(Referring expression pointing data)
=====
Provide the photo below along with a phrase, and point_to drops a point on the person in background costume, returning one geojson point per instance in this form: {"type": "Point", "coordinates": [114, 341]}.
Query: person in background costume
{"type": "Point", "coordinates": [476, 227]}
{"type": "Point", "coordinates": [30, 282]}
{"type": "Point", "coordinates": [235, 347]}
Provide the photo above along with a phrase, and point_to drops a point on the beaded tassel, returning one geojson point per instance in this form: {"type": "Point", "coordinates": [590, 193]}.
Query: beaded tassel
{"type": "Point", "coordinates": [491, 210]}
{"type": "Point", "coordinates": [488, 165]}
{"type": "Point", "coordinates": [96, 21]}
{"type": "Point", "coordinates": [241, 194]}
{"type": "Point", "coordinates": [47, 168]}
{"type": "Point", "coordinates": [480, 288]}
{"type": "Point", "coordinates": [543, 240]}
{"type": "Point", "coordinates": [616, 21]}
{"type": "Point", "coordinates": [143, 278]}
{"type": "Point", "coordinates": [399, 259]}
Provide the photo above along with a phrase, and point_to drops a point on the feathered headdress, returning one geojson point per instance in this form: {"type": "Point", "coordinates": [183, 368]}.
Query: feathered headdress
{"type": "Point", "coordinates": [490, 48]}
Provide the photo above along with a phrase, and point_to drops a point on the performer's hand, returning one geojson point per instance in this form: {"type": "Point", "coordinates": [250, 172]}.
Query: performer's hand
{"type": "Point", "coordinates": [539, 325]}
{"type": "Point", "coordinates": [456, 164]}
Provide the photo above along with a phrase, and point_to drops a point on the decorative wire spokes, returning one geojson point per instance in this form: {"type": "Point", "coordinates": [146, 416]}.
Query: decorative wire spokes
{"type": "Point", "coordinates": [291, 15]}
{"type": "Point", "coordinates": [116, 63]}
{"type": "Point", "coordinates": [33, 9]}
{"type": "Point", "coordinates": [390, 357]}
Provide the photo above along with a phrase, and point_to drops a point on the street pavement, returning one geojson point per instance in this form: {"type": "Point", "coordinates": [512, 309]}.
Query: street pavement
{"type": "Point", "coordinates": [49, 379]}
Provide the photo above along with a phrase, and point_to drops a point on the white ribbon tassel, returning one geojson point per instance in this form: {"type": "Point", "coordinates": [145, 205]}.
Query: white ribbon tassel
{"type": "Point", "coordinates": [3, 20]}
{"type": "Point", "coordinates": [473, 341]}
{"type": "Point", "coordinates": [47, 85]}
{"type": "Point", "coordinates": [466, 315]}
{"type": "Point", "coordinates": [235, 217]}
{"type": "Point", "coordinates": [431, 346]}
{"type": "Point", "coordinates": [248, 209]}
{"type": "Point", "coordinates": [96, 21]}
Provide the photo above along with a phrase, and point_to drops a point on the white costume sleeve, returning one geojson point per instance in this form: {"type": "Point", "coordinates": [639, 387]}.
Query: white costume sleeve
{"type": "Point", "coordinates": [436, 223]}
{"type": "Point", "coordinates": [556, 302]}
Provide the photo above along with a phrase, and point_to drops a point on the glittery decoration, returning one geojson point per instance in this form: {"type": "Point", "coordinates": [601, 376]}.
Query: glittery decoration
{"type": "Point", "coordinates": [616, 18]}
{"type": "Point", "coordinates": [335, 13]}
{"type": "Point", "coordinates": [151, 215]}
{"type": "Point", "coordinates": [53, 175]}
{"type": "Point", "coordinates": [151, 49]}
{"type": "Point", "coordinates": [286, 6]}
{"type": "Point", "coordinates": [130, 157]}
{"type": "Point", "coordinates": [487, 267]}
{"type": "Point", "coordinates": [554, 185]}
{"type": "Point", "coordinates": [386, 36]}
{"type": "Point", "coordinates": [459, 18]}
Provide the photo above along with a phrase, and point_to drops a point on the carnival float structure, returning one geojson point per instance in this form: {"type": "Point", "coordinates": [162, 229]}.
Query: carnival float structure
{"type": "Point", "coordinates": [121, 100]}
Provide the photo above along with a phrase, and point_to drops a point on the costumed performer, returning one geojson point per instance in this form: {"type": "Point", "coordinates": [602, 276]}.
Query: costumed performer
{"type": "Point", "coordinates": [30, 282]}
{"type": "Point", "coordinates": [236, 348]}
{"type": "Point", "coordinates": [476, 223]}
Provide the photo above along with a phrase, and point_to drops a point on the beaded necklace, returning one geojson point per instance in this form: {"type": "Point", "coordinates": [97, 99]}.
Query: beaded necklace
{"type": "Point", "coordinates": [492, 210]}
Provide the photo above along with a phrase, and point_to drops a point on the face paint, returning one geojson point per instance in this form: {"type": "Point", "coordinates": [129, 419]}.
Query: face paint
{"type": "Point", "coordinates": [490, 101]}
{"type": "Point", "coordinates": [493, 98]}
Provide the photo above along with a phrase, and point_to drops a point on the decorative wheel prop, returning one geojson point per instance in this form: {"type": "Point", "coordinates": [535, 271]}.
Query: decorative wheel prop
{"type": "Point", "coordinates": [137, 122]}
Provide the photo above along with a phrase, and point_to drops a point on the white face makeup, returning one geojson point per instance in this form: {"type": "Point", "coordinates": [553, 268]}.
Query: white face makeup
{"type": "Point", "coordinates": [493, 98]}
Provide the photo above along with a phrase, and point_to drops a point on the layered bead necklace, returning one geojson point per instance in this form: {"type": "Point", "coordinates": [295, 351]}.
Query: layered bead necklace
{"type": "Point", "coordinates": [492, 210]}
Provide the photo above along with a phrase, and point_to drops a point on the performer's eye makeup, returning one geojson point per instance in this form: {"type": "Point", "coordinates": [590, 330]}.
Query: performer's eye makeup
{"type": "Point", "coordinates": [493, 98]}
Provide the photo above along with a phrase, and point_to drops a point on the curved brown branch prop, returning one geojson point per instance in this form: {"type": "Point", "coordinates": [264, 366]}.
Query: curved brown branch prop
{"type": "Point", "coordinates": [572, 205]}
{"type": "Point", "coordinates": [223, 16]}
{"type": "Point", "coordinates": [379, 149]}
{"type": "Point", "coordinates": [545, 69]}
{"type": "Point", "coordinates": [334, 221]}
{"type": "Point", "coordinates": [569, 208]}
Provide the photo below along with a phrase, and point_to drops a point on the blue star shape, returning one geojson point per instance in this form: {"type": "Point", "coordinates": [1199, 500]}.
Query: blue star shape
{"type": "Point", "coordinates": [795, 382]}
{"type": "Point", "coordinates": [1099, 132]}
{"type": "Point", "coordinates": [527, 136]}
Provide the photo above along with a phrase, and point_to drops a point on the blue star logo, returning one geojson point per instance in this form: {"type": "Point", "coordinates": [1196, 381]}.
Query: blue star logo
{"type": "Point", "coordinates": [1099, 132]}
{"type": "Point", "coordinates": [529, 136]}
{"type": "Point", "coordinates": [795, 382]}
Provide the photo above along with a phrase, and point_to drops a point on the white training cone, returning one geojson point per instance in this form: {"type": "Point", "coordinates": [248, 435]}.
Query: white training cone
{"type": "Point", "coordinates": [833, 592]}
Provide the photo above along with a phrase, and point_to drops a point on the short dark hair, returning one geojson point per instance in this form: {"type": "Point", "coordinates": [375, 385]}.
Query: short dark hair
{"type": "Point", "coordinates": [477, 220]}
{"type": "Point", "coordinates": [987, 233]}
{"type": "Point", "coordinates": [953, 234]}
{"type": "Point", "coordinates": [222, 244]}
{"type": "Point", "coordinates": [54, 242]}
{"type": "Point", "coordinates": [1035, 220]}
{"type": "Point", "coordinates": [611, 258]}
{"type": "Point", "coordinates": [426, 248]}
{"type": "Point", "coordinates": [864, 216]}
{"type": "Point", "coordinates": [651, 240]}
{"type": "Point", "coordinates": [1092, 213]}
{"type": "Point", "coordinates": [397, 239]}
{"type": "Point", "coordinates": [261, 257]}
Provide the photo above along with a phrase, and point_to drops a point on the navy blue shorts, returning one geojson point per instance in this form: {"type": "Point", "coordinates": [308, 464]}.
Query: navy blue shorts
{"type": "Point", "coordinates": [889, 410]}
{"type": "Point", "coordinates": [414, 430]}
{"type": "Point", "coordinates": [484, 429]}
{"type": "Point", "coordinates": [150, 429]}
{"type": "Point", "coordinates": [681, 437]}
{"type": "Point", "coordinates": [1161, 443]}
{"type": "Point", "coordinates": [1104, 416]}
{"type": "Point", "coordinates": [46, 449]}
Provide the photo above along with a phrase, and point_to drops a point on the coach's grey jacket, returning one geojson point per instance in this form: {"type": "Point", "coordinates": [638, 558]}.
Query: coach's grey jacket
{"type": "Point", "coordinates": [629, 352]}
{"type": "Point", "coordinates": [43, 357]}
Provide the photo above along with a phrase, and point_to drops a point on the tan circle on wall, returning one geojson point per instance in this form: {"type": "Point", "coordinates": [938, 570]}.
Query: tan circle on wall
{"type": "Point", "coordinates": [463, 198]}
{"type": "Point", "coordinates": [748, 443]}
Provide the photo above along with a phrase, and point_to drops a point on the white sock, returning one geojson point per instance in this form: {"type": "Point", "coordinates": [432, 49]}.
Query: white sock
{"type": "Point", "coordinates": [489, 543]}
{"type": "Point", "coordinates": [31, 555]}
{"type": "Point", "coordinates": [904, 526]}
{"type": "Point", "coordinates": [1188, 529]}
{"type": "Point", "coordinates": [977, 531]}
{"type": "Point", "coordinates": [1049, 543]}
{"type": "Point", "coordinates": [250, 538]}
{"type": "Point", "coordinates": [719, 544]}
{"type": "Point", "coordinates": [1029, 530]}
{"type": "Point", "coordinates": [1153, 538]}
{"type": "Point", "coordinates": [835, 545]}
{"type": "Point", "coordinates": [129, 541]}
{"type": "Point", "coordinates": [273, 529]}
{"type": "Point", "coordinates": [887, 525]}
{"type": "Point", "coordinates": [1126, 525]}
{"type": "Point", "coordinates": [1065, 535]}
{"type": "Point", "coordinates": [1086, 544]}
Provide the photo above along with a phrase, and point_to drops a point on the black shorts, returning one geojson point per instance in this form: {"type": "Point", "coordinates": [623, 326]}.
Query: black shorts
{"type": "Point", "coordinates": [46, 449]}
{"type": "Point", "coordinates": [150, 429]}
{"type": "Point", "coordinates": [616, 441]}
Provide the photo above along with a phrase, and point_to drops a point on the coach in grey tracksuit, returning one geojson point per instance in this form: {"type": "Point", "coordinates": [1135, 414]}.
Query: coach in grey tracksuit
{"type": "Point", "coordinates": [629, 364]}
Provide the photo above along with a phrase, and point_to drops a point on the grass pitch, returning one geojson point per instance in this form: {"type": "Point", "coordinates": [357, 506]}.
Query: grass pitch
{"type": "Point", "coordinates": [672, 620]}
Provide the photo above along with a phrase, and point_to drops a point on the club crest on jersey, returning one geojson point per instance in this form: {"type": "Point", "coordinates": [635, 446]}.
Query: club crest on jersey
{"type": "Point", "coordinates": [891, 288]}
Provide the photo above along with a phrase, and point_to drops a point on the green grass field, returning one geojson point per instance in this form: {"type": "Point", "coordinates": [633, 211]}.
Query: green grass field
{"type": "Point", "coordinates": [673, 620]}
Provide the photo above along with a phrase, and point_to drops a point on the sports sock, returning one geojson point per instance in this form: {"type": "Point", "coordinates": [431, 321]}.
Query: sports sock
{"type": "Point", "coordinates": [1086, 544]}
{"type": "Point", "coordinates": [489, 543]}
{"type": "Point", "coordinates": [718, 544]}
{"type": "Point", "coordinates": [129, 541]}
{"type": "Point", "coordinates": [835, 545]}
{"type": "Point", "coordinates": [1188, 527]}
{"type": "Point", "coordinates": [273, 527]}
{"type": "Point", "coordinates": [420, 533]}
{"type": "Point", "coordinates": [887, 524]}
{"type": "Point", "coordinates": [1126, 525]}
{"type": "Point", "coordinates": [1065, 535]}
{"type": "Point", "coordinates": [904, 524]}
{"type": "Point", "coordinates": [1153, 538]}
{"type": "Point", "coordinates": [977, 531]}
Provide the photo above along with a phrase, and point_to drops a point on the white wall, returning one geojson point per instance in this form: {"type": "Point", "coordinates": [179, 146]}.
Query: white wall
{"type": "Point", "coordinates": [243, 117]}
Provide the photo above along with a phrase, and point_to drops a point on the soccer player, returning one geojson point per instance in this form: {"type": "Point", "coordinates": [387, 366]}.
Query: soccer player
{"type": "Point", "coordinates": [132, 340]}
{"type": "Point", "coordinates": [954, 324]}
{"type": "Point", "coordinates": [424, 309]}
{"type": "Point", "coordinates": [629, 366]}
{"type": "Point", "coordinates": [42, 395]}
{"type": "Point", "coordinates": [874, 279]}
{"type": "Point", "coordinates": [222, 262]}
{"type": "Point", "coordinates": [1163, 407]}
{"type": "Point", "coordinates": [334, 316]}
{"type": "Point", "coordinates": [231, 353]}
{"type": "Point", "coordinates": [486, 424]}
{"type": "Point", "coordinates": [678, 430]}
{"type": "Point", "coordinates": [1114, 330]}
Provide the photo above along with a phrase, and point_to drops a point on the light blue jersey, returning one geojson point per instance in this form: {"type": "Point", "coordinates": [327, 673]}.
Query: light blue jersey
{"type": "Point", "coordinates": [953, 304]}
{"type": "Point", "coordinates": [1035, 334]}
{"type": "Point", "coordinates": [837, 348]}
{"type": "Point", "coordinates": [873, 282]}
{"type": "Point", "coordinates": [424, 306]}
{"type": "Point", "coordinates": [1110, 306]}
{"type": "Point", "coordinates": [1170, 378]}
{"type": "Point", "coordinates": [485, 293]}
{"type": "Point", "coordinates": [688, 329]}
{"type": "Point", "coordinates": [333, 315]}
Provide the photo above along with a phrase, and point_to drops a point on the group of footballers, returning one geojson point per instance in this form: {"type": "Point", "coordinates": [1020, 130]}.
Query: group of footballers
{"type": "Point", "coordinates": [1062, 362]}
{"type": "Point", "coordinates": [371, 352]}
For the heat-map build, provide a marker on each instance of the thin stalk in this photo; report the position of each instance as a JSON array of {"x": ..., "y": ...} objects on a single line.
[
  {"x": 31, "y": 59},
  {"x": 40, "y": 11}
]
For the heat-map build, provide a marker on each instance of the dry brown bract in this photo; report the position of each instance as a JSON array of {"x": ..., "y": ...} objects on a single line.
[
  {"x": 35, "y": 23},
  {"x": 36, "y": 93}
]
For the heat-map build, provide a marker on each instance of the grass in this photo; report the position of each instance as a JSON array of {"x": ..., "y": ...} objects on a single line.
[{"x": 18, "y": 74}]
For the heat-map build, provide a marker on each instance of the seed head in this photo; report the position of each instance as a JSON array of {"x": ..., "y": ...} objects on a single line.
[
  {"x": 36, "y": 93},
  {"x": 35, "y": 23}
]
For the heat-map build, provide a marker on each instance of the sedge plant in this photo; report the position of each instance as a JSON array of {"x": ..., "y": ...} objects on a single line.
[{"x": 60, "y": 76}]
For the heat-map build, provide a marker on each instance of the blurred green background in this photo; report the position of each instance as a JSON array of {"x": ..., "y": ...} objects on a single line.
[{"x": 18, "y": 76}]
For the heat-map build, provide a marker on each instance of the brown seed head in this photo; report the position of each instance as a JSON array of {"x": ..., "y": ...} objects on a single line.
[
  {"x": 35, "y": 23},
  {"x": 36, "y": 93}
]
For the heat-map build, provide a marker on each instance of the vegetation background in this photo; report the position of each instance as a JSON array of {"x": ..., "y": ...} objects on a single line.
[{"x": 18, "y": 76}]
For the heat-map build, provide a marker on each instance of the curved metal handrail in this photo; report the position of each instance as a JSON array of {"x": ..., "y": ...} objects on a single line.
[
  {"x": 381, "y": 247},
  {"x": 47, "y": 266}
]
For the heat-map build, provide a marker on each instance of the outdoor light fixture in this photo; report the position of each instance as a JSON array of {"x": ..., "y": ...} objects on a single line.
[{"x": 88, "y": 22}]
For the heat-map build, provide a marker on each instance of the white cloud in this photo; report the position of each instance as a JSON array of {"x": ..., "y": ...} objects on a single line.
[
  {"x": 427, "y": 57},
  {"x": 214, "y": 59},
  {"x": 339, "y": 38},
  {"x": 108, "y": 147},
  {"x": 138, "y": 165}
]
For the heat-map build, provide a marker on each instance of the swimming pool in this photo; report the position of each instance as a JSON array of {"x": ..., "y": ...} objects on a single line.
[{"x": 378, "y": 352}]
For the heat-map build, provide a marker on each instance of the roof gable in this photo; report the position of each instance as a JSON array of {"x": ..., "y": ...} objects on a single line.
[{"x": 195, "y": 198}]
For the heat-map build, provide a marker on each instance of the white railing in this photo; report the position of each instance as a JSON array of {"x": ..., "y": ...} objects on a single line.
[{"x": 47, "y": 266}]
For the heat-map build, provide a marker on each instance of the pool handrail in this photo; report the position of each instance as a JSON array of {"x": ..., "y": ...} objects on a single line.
=====
• [The task]:
Using only the entries above, output the line with "star shape, returning", the line with "on the short", and all lines between them, exactly as they stand.

• [Reply to the exercise]:
Provide the photo below along with a phrase, and point_to drops a point on the blue star shape, returning one geojson point per instance in this form: {"type": "Point", "coordinates": [1199, 500]}.
Query: blue star shape
{"type": "Point", "coordinates": [795, 382]}
{"type": "Point", "coordinates": [1099, 132]}
{"type": "Point", "coordinates": [527, 136]}
Provide the photo above along with a phrase, and point_to drops a point on the blue star logo, returning one geojson point per instance in this form: {"type": "Point", "coordinates": [1196, 381]}.
Query: blue star logo
{"type": "Point", "coordinates": [1099, 132]}
{"type": "Point", "coordinates": [529, 136]}
{"type": "Point", "coordinates": [795, 382]}
Provide the photo above along with a phrase, and point_to drops a point on the white training cone, returning one geojson point per instance in this form: {"type": "Point", "coordinates": [248, 435]}.
Query: white training cone
{"type": "Point", "coordinates": [833, 592]}
Provide the photo above along with a phrase, and point_to drops a point on the short dark hair, returning one geojson point per instance in this form: {"type": "Point", "coordinates": [375, 385]}.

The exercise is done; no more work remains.